WHAT TO DO:
Can you rewrite every item below, replacing "one dot" with "one point" wherever it appears and changing nothing else? Leave the pictures out of your answer.

★ ★ ★ ★ ★

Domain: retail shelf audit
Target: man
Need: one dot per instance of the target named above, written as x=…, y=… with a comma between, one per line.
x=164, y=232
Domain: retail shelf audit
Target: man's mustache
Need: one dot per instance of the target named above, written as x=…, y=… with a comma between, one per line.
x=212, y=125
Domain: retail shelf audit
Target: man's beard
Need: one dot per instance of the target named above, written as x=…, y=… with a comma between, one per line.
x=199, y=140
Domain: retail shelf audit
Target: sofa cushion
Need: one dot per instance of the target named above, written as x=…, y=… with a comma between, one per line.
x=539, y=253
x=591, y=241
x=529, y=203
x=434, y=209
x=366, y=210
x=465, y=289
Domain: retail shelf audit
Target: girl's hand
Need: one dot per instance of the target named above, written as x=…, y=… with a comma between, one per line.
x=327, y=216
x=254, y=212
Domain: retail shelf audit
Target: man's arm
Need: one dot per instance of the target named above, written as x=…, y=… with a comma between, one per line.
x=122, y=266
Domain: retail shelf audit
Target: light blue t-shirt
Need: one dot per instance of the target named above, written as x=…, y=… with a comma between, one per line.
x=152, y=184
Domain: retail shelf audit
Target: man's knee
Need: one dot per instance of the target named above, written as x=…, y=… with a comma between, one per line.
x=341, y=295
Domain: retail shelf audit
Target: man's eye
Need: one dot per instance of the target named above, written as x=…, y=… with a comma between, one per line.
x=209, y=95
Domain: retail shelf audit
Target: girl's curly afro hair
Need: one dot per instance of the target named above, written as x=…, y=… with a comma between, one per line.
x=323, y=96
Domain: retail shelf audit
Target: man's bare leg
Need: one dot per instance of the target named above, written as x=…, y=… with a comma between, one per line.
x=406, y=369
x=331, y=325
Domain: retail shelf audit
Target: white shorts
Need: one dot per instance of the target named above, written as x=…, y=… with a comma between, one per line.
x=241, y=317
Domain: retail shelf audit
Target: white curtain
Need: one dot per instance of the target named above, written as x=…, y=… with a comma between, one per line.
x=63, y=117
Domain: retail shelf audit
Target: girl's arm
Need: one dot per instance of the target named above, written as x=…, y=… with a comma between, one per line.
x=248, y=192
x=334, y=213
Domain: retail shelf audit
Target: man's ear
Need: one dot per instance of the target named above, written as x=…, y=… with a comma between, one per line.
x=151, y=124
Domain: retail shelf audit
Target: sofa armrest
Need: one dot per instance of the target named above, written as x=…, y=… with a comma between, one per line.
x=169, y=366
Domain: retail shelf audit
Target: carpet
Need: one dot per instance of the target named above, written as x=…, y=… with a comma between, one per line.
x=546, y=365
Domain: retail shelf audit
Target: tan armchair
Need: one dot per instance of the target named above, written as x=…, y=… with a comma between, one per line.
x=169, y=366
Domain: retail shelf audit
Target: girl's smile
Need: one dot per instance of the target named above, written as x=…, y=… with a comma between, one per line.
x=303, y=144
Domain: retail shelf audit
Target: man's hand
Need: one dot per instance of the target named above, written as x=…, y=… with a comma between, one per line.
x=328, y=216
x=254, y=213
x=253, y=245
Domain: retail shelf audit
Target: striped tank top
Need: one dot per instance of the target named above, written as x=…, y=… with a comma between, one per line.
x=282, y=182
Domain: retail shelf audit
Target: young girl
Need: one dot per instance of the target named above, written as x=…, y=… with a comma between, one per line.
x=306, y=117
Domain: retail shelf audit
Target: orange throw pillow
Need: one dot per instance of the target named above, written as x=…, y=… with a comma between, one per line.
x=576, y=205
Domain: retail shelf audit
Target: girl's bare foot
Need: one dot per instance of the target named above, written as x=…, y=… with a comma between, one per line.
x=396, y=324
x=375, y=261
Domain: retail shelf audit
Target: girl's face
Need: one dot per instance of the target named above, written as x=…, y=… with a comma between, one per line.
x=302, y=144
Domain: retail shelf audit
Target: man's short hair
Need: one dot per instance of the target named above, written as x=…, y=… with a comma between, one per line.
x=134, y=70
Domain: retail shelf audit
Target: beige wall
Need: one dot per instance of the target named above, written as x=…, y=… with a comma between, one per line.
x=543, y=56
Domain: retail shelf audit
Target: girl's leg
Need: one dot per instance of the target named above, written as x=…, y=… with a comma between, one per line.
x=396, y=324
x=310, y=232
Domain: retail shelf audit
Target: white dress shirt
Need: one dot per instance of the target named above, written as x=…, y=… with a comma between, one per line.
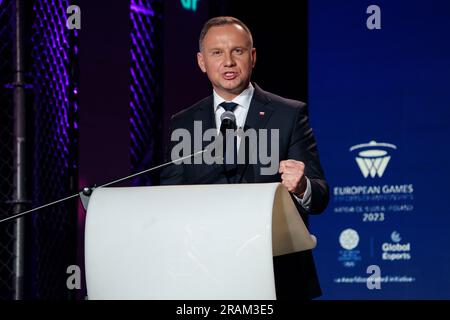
x=243, y=105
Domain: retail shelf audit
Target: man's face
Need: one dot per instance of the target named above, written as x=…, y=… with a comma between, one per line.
x=227, y=57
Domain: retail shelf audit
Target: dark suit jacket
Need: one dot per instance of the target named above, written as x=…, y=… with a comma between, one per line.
x=295, y=274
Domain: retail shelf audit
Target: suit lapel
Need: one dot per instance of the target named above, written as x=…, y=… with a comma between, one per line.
x=205, y=114
x=257, y=117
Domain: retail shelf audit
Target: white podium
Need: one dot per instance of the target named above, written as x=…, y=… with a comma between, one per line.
x=193, y=242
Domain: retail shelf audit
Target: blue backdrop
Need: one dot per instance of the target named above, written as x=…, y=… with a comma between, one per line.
x=380, y=108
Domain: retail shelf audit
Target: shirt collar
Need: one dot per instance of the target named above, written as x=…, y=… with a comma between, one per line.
x=243, y=100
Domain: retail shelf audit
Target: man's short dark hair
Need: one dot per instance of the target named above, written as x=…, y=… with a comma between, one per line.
x=221, y=21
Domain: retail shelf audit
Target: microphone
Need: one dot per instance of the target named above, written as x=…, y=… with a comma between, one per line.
x=229, y=144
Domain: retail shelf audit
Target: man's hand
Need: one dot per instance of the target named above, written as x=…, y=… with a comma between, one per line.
x=292, y=176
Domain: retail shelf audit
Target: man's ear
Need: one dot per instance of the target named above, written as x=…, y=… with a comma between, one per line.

★ ★ ★ ★ ★

SOLUTION TO THIS PROBLEM:
Domain: retail shelf audit
Target: man
Need: one point per instance of the target named above, written as x=…, y=… with a comma between, one per line.
x=164, y=232
Domain: retail shelf audit
Target: man's mustache
Need: one point per instance of the target named above, written as x=…, y=… with a comma between, one per line.
x=212, y=125
Domain: retail shelf audit
Target: man's beard
Need: one point per instance of the target named above, written as x=…, y=… with a comma between, one per line.
x=199, y=140
Domain: retail shelf audit
Target: sofa cushion
Need: one point per instance of the target named above, written as x=…, y=… with a comma between, one per line.
x=539, y=253
x=591, y=241
x=529, y=203
x=434, y=209
x=366, y=210
x=465, y=289
Domain: retail shelf audit
Target: girl's hand
Need: one point per instance of the target named above, written as x=…, y=… with a comma between, one per line.
x=327, y=216
x=254, y=212
Domain: retail shelf audit
Target: man's arm
Need: one point per instance of the target named above, written as x=…, y=… with a comma between, one per line.
x=122, y=266
Domain: retail shelf audit
Target: light blue t-shirt
Need: one point per instance of the target named above, written as x=…, y=… with a comma between, one per line.
x=152, y=184
Domain: retail shelf audit
Target: man's knee
Need: one point per instance of the target named above, written as x=…, y=… with a comma between, one per line.
x=341, y=295
Domain: retail shelf audit
Target: man's eye
Need: one point per instance of the target named above, written as x=…, y=… with a comma between, one per line.
x=209, y=95
Domain: retail shelf audit
Target: girl's curly afro hair
Need: one point per instance of the target named above, written as x=…, y=… with a comma between, one per line.
x=323, y=96
Domain: retail shelf audit
Target: man's bare leg
Need: one point per instance of the target named above, written as x=…, y=… with a comma between, one per line.
x=406, y=369
x=331, y=325
Domain: retail shelf audit
Target: white shorts
Need: one point per instance of the target named above, written as x=…, y=… with a comma between, one per line.
x=241, y=317
Domain: retail shelf audit
Target: white curtain
Need: one point per instance of the target named above, written as x=…, y=… with a comma between, one per line.
x=63, y=117
Domain: retail shelf audit
Target: girl's arm
Need: one point per instance of the target named above, written as x=…, y=… with a comma between, one per line.
x=248, y=192
x=334, y=213
Domain: retail shelf audit
Target: man's ear
Need: one point per instance of the target named above, written as x=…, y=… with a comma between, one per line.
x=151, y=124
Domain: retail shelf audit
Target: sofa armrest
Need: one point per instance of the target named above, written as x=…, y=… with a comma between, one per line.
x=169, y=366
Domain: retail shelf audit
Target: carpet
Need: one point per instance of the target named above, written as x=…, y=… with a comma between, one per line.
x=546, y=365
Domain: retail shelf audit
Target: tan armchair
Need: one point per instance of the target named above, written as x=…, y=… with a comma between, one per line.
x=169, y=366
Domain: retail shelf audit
Target: girl's smile
Need: one point per instance of the target named above, written as x=…, y=… with a comma between, one per line.
x=303, y=144
Domain: retail shelf audit
Target: man's hand
Need: one point per instance of the target named above, written as x=…, y=… with a comma between, one per line.
x=328, y=216
x=254, y=213
x=253, y=245
Domain: retail shelf audit
Target: striped tank top
Need: one point per instance of the target named above, written as x=…, y=… with a comma between, one per line.
x=282, y=182
Domain: retail shelf audit
Target: young girl
Need: one point per instance of the target named above, written as x=…, y=… with a comma between, one per line.
x=306, y=117
Domain: retail shelf audit
Target: orange throw pillow
Need: one point per instance of the target named above, written as x=…, y=… with a comma between, one per line.
x=576, y=205
Domain: retail shelf audit
Target: girl's bare foot
Need: one point per instance of the target named above, written as x=…, y=… with a comma between, one per line.
x=396, y=324
x=375, y=261
Domain: retail shelf audit
Target: girl's face
Need: one point per instance of the target named above, written as x=…, y=… with a comma between, one per line.
x=302, y=144
Domain: retail shelf audit
Target: man's short hair
Need: one point per instance of the target named above, written as x=…, y=… with a comma between, one per line.
x=134, y=70
Domain: retail shelf audit
Target: beige wall
Need: one point per instance of the target named above, written as x=…, y=… with a comma between, one per line.
x=543, y=56
Domain: retail shelf audit
Target: girl's leg
Need: one point per instance of the target named above, written as x=…, y=… with a comma between, one per line.
x=396, y=324
x=310, y=232
Domain: retail shelf audit
Target: white dress shirt
Need: one point per instance of the target named above, written as x=…, y=… with a comma between, one per line.
x=243, y=105
Domain: retail shelf audit
Target: man's face
Need: one point per instance of the target named above, written as x=…, y=… with a comma between, one per line.
x=227, y=57
Domain: retail shelf audit
Target: dark suit jacket
Need: one point per instance of the target named above, written as x=…, y=… with a comma between, one per line.
x=295, y=274
Domain: retail shelf audit
Target: suit lapel
Need: one point per instance of the target named above, written as x=…, y=… with a comma between, one per line.
x=205, y=114
x=257, y=117
Domain: retail shelf audit
Target: white podium
Need: one point per instance of the target named above, written as x=…, y=… with a comma between, one per line.
x=193, y=242
Domain: retail shelf audit
Target: blue backdrop
Need: one point per instance of the target named above, written as x=…, y=… with a comma between, one per line.
x=380, y=108
Domain: retail shelf audit
Target: shirt collar
Need: one point per instance of the target named above, written as x=…, y=… with a comma between, one per line.
x=243, y=100
Domain: retail shelf audit
Target: man's short dark hair
Need: one point per instance of the target named above, written as x=…, y=… with a comma between, one per line.
x=221, y=21
Domain: retail shelf audit
Target: microphone
Need: one point per instance of the target named above, written as x=…, y=… with a comma between, one per line.
x=229, y=144
Domain: retail shelf audit
Target: man's hand
Need: one point per instance of the target named above, written as x=…, y=… with a comma between, one per line.
x=292, y=176
Domain: retail shelf audit
Target: man's ear
Need: one point per instance of the target named above, written as x=…, y=… with a comma between, one per line.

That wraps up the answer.